**PROBLEM TO SOLVE:** Nothing but the records beneath, reproduced exactly, should appear in the answer.

(RECORDS SUPPLIED begins)

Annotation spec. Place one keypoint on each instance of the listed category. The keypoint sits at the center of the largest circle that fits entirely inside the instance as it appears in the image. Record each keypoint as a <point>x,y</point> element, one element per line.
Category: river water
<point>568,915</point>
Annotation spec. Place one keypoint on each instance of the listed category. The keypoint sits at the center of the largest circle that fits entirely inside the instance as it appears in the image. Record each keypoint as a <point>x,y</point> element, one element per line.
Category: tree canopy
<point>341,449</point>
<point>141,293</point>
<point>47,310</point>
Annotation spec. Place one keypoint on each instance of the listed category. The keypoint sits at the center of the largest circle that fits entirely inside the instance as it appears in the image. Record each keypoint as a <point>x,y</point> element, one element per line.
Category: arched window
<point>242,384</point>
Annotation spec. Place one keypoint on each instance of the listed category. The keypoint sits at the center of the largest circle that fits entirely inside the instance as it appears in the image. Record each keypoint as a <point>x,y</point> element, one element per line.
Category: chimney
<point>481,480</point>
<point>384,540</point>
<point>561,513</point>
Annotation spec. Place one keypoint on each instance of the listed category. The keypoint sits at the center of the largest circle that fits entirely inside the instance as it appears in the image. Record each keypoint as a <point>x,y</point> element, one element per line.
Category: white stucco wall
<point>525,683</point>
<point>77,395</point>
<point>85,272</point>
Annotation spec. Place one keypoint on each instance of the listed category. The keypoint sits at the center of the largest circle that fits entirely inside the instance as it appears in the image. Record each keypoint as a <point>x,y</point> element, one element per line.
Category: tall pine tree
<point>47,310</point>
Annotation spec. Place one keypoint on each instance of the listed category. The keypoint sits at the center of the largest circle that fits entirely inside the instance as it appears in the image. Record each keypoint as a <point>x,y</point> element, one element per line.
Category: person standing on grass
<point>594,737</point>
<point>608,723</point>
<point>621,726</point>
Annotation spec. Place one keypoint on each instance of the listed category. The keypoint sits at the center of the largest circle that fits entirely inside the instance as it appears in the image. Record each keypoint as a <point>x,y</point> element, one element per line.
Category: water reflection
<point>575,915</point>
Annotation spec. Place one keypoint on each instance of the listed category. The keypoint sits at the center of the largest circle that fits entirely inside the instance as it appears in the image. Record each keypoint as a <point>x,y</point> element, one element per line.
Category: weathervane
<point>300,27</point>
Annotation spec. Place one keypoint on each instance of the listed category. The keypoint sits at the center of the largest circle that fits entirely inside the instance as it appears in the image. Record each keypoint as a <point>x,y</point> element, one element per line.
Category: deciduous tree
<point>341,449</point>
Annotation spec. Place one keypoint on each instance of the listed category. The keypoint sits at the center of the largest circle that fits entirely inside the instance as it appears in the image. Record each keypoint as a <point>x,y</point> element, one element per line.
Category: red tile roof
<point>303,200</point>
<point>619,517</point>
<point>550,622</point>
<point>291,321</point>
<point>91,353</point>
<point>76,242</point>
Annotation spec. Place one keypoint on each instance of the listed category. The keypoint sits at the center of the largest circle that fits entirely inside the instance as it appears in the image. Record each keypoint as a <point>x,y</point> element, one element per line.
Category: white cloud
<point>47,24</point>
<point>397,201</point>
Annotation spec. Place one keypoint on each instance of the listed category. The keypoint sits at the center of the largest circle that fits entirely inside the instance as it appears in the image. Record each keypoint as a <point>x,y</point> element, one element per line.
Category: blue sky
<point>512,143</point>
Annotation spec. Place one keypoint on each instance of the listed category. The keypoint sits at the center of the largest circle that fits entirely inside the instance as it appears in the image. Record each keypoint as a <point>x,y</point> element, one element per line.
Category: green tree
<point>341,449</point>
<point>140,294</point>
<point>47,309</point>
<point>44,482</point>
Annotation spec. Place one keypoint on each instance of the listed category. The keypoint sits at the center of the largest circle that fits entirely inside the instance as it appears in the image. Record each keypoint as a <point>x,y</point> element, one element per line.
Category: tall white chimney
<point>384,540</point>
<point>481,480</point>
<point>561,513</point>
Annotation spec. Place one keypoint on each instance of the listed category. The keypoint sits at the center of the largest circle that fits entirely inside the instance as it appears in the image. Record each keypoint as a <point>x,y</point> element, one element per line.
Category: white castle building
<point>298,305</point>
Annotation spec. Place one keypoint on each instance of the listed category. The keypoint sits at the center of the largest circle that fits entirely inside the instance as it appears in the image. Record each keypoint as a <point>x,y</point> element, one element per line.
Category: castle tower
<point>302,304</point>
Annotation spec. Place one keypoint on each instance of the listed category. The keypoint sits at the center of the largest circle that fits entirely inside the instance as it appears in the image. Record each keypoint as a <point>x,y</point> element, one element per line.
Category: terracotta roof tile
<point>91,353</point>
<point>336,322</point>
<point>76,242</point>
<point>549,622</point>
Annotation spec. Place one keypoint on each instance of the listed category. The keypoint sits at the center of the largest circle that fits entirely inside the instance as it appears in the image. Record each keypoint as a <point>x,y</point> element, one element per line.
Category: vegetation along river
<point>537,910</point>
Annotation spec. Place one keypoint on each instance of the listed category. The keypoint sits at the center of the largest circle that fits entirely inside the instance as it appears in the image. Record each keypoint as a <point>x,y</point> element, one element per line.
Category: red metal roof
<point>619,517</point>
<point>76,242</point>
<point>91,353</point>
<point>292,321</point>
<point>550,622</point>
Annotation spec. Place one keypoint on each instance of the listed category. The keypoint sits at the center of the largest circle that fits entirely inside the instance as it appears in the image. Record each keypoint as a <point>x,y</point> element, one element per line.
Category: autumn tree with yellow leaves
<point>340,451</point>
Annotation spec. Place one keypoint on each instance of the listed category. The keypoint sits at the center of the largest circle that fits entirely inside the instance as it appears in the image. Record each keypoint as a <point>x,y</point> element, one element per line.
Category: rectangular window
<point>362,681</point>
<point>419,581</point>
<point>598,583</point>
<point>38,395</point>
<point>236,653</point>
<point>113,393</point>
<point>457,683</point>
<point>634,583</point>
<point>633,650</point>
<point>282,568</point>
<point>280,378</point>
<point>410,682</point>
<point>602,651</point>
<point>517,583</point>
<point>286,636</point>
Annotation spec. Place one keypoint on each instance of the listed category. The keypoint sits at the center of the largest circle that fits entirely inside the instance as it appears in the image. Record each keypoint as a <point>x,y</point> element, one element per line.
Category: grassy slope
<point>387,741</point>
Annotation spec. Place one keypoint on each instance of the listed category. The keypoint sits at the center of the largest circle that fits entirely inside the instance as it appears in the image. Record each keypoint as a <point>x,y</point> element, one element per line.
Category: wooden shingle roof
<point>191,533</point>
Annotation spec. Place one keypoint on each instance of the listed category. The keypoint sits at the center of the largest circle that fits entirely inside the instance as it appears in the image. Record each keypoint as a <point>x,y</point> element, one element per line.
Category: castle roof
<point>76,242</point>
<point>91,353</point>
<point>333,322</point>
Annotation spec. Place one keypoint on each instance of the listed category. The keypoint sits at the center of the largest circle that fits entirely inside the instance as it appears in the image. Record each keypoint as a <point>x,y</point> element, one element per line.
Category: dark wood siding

(RECORDS SUPPLIED ends)

**OUTPUT:**
Annotation spec. Place one keypoint on each instance of the listed category. The keypoint sits at the center of the largest circle that fits entirely inside the instance as it appears in the image. Record each keypoint as a <point>x,y</point> element, one element per line.
Category: river water
<point>568,915</point>
Annotation spec. Place one keypoint on each instance of the listed category. The keypoint sits at the center of the largest circle that fits entirely inside the instance as it appears in the image. Record each keypoint as a <point>x,y</point> element, one element per line.
Category: tree canopy
<point>341,449</point>
<point>141,293</point>
<point>47,310</point>
Annotation spec. Place one keypoint on each instance of the listed category. The keypoint sits at the center of the largest circle that fits entirely inside the instance as it appears in the image. Record each keypoint as a <point>x,y</point> element, one element per line.
Category: arched window
<point>242,384</point>
Annotation spec. Place one keypoint on each instance of the listed category. The keypoint sits at the center of the largest circle that fits entirely inside the instance as it appears in the image. Record each keypoint as a <point>x,y</point> element, one element per line.
Category: chimney
<point>481,480</point>
<point>384,540</point>
<point>561,513</point>
Annotation spec. Place one keypoint on each instance of the listed category. The keypoint sits at the center of the largest circle that fits entirely inside the instance as it appears in the image. Record each keypoint as a <point>x,y</point> element, one element per line.
Category: white stucco wall
<point>525,683</point>
<point>77,395</point>
<point>85,272</point>
Annotation spec. Place one keypoint on each instance of the listed category. The keypoint sits at the center of the largest circle that fits entirely inside the instance as it appears in the image. Record each keypoint as a <point>x,y</point> element, one element per line.
Category: tall pine tree
<point>47,310</point>
Annotation spec. Place one keypoint on each instance of the listed category. The keypoint sits at the center of the largest circle that fits entirely inside the instance as it appears in the image. Record each keypoint as a <point>x,y</point> element, one element per line.
Category: person standing on grass
<point>594,737</point>
<point>608,723</point>
<point>621,726</point>
Annotation spec. Place one keypoint on each instance of the listed category. The keypoint sits at the center of the largest circle that fits entirely inside the instance as it appears in the image. Record each keypoint as a <point>x,y</point> element, one element per line.
Category: water reflection
<point>575,915</point>
Annotation spec. Place one keypoint on each instance of the listed category. The keypoint sits at the center of the largest circle that fits entirely inside the instance as it appears in the image. Record each keypoint as a <point>x,y</point> element, one element per line.
Category: weathervane
<point>300,27</point>
Annotation spec. Place one keypoint on each instance of the listed category. The keypoint sits at the center of the largest circle that fits entirely inside the instance as it appears in the image. Record each keypoint as a <point>x,y</point> element, one element per line.
Category: deciduous tree
<point>341,449</point>
Annotation spec. Place one keypoint on each instance of the listed category. The keypoint sits at the center of the largest circle that fits entirely inside the instance as it appears in the image. Record each keypoint as a <point>x,y</point> element, one element per line.
Category: red tile roof
<point>303,200</point>
<point>619,517</point>
<point>550,622</point>
<point>291,321</point>
<point>91,353</point>
<point>76,242</point>
Annotation spec. Place one keypoint on each instance of the listed category. The keypoint sits at the center of the largest circle that fits entirely inside the instance as it appears in the image. Record each keypoint as a <point>x,y</point> element, one element per line.
Category: white cloud
<point>47,24</point>
<point>397,201</point>
Annotation spec. Place one keypoint on each instance of the listed category. The keypoint sits at the center of the largest circle that fits entirely inside the instance as it appears in the image. Record each keypoint as a <point>x,y</point> element, one element per line.
Category: blue sky
<point>512,143</point>
Annotation spec. Place one keypoint on each instance of the listed category. The keypoint sits at the center of the largest circle that fits entirely inside the instance as it appears in the image. Record each keypoint as a <point>x,y</point> element, one element per line.
Category: green tree
<point>341,449</point>
<point>140,294</point>
<point>47,309</point>
<point>44,482</point>
Annotation spec. Place one keypoint on each instance of the listed category. The keypoint sits at the center of the largest circle that fits entirely inside the instance as it appears in the image. Record each keypoint as a <point>x,y</point> element, one element per line.
Category: tall white chimney
<point>384,540</point>
<point>481,480</point>
<point>561,513</point>
Annotation spec. Place one keypoint on each instance of the listed category. The keypoint sits at the center of the largest circle that fits entirely inside the instance as it appears in the image. Record each keypoint as a <point>x,y</point> element, one element per line.
Category: white castle building
<point>298,305</point>
Annotation spec. Place one keypoint on each instance of the listed category. The keypoint sits at the center of the largest circle that fits entirely inside the instance as it appears in the image. Record each keypoint as a <point>x,y</point> element, one element per line.
Category: castle tower
<point>302,304</point>
Annotation spec. Place one keypoint on each instance of the listed category. The keypoint sits at the center of the largest circle that fits entirely inside the instance as it appears in the image. Record each keypoint as a <point>x,y</point> element, one element per line.
Category: terracotta roof tile
<point>91,353</point>
<point>336,322</point>
<point>76,242</point>
<point>549,622</point>
Annotation spec. Place one keypoint on each instance of the listed category. The keypoint sits at the center of the largest circle that fits entirely inside the instance as it appears in the image. Record each keypoint as a <point>x,y</point> element, one element per line.
Category: vegetation along river
<point>537,910</point>
Annotation spec. Place one keypoint on each instance of the listed category. The keypoint sits at the center of the largest circle that fits entirely inside the instance as it appears in the image. Record each keypoint as a <point>x,y</point> element, one element per line.
Category: red metal roof
<point>619,517</point>
<point>76,242</point>
<point>91,353</point>
<point>292,321</point>
<point>550,622</point>
Annotation spec. Place one keypoint on each instance of the listed category. The keypoint sits at the center of the largest circle that fits entirely inside the instance as it appears in the image. Record each keypoint as a <point>x,y</point> element, one element per line.
Category: autumn tree with yellow leaves
<point>340,451</point>
Annotation spec. Place one keypoint on each instance of the listed category. The keypoint sits at the center of the largest circle that fits entirely inside the instance as it appears in the image. Record each keypoint as a <point>x,y</point> element, one element per line.
Category: rectangular window
<point>362,681</point>
<point>419,581</point>
<point>598,583</point>
<point>38,395</point>
<point>236,653</point>
<point>113,393</point>
<point>457,683</point>
<point>634,583</point>
<point>633,650</point>
<point>282,568</point>
<point>280,378</point>
<point>410,682</point>
<point>602,651</point>
<point>517,583</point>
<point>286,636</point>
Annotation spec. Place one keypoint on each instance of the listed category. The keypoint sits at the center of the largest circle that fits entirely inside the instance as it appears in the image. Record each keypoint as a <point>x,y</point> element, one element per line.
Category: grassy slope
<point>387,741</point>
Annotation spec. Place one keypoint on each instance of the listed category. The keypoint sits at the center of the largest circle that fits entirely inside the instance as it appears in the image. Record each keypoint as a <point>x,y</point> element, one element per line.
Category: wooden shingle roof
<point>191,533</point>
Annotation spec. Place one keypoint on each instance of the listed category. The keypoint sits at the center of the largest circle that fits entirely inside the instance as it appears in the image. Record each keypoint as a <point>x,y</point> element, one element per line.
Category: castle roof
<point>76,242</point>
<point>91,353</point>
<point>333,322</point>
Annotation spec. Place one keypoint on each instance of the listed category. The keypoint sits at the center of the largest circle that fits entirely inside the instance as it appears in the image. Record each keypoint as a <point>x,y</point> element, one element per line.
Category: dark wood siding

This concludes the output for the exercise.